[Begin]

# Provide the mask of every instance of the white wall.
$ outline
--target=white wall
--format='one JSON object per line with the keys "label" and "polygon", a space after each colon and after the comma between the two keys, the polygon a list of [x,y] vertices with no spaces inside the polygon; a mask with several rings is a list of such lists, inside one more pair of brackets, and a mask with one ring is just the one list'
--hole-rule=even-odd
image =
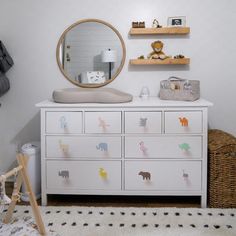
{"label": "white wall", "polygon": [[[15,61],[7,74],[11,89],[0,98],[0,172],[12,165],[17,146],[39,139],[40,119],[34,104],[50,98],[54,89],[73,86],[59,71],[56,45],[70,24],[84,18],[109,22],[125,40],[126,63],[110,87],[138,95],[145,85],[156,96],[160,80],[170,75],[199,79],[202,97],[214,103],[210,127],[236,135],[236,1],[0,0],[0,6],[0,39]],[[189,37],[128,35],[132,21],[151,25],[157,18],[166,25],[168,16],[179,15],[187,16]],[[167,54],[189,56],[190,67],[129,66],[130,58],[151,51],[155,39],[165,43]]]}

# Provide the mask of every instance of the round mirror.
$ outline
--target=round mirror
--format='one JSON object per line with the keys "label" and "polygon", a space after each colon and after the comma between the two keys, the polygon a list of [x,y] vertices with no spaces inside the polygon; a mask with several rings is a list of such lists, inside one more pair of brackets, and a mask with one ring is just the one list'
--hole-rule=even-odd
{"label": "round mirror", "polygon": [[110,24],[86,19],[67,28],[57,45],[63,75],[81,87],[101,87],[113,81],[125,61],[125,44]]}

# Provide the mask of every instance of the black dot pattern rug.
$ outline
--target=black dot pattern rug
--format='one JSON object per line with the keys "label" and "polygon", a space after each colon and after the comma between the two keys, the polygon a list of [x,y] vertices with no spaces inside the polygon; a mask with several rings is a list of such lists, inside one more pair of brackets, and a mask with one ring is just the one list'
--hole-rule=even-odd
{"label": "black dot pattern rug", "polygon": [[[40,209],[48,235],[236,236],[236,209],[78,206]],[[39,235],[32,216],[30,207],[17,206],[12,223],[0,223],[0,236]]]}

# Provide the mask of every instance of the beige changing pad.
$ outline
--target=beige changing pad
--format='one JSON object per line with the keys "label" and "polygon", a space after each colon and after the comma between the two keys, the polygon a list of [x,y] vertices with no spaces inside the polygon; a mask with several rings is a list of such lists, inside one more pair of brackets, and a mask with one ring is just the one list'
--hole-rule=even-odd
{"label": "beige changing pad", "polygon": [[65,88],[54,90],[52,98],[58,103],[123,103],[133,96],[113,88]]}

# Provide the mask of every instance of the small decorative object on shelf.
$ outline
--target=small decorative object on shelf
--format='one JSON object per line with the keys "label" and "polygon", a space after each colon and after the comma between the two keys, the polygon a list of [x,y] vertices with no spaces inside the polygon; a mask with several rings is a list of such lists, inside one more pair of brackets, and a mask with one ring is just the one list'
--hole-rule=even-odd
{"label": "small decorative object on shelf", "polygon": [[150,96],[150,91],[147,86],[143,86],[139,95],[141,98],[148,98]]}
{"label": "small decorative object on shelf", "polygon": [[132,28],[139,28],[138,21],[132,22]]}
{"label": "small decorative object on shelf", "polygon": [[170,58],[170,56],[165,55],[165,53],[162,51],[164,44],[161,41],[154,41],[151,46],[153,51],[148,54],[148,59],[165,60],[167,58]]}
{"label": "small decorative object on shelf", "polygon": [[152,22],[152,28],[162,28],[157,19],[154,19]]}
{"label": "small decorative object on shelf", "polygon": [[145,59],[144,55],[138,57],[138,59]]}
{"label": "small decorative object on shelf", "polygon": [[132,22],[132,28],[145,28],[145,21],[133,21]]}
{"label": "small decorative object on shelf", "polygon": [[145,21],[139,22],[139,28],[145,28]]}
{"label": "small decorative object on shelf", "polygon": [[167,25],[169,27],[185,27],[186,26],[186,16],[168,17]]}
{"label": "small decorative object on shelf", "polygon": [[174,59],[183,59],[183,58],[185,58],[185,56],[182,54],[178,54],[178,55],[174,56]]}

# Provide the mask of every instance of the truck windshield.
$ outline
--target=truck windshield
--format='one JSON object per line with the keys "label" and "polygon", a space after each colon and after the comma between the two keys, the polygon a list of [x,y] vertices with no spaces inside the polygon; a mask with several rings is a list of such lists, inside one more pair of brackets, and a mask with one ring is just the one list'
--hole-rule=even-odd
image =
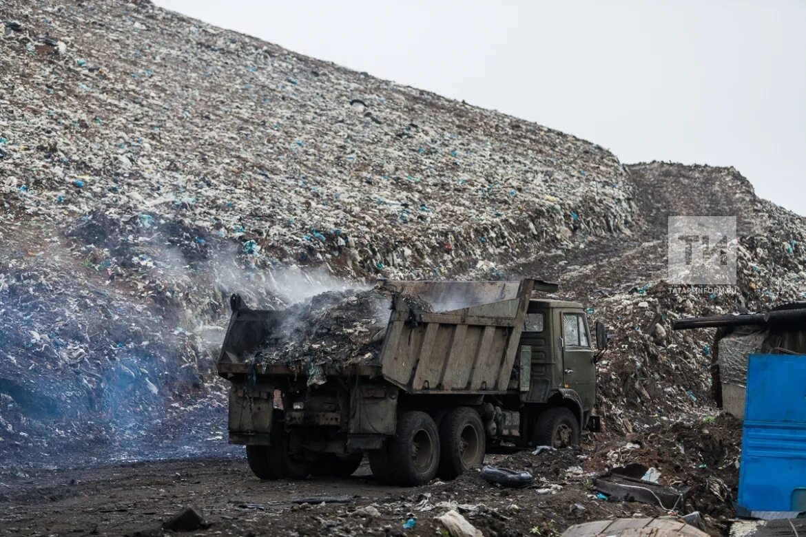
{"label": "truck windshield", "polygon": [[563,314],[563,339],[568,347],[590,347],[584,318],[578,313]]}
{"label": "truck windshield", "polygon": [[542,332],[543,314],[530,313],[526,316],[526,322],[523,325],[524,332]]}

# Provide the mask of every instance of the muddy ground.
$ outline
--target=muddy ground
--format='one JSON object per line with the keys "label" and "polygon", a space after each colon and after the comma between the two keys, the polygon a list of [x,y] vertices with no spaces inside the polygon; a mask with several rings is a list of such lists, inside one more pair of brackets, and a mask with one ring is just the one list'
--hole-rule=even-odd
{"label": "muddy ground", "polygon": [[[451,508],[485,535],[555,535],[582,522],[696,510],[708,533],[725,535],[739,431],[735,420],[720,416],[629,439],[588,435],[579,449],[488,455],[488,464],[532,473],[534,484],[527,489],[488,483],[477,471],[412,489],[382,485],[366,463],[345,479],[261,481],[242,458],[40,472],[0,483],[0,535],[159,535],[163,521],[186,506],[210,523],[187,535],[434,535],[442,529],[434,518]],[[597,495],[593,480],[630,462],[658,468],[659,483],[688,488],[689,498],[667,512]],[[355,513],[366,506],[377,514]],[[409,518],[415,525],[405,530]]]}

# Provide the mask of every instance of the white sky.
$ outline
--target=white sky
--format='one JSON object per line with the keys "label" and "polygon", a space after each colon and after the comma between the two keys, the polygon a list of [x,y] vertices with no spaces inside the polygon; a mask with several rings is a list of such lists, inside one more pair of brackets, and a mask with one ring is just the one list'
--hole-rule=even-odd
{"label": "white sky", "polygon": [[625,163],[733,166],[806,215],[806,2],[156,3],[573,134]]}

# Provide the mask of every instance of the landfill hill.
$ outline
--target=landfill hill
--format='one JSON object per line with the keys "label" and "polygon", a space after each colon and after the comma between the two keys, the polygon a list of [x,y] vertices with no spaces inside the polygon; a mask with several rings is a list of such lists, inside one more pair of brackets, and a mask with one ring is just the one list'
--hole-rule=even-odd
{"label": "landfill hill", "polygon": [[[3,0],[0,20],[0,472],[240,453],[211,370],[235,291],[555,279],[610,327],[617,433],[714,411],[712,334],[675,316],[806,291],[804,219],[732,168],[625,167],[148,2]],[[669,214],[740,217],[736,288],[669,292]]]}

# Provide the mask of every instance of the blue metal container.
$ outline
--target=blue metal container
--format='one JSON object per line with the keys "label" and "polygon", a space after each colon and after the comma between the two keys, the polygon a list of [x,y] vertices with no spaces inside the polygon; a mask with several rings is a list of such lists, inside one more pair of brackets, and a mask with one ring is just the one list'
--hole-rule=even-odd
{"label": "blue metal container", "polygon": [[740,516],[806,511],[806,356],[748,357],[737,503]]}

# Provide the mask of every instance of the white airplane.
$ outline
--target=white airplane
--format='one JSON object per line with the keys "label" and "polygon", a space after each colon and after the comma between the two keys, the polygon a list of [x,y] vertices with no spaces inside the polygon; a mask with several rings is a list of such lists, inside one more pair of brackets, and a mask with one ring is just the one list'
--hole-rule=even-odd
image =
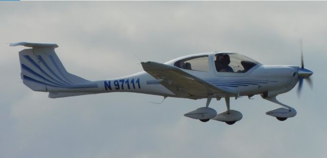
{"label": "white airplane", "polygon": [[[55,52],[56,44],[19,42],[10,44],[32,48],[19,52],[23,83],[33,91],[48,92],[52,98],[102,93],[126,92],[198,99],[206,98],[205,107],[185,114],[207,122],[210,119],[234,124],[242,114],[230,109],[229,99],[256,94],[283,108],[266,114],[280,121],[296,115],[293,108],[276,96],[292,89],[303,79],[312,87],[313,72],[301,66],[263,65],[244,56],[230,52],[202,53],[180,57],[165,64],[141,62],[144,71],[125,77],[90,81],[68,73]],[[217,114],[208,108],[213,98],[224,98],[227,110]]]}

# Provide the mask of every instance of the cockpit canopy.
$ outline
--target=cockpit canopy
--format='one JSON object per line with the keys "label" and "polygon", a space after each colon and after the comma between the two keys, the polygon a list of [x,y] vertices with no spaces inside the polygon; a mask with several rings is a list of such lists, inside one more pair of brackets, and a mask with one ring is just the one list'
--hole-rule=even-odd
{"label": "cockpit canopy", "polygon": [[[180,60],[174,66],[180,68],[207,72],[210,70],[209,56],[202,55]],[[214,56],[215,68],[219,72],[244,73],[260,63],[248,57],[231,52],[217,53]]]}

[End]

Exercise brief. Please count the lines in the rows above that contain the string "pattern", matching case exactly. Reply with the number alone.

Completed task. 3